CHALLENGE » In the entries below, render every line from the one containing "I would be grateful if you could mark the rotting" through the last line as a JSON list of strings, one string per line, leaving out any blank lines.

DATA SUPPLIED »
--------

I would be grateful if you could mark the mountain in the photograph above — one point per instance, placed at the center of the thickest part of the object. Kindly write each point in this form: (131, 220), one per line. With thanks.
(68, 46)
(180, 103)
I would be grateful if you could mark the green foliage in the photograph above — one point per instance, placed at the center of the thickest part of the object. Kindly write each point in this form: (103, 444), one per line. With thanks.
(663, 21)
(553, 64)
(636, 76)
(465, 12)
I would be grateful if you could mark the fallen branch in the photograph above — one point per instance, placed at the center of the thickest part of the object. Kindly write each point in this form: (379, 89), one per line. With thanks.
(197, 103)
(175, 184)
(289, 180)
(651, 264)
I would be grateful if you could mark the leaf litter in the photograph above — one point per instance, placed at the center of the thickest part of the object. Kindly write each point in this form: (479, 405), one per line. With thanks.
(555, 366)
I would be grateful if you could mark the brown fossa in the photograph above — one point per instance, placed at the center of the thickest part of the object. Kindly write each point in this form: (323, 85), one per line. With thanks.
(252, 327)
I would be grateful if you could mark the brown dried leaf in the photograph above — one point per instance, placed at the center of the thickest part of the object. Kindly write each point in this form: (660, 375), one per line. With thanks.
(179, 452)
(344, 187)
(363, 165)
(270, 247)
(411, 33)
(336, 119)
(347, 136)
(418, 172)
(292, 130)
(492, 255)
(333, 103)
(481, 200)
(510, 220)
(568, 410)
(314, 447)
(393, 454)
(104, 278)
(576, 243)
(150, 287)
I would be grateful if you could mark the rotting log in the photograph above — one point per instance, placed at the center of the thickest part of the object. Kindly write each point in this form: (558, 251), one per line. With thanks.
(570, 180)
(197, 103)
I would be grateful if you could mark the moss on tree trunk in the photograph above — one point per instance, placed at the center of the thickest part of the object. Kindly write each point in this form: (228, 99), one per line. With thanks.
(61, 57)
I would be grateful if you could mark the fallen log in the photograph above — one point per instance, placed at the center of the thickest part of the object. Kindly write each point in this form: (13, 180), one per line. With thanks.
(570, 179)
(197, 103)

--------

RESULT OF THIS EXERCISE »
[
  "I would be grateful if you could mark the rotting log in the photograph above — one point per instance, placed at the center of the thickest part of the object. Kindly write each point in this form: (558, 251), one per line. With thanks.",
  "(570, 180)",
  "(197, 103)",
  "I would be grateful if you could mark the moss on tree trunk in the photograph above — one point per instance, placed at the center of the thickest part of the object. Kindly write each point in this form: (228, 99), one per line. With thanks.",
  "(61, 57)",
  "I would be grateful if you could mark the fallen log in the photograph above — one point per instance, placed at the center of the thickest part of the object. Kindly write each point in this form: (13, 180), one per line. With thanks.",
  "(570, 179)",
  "(197, 103)"
]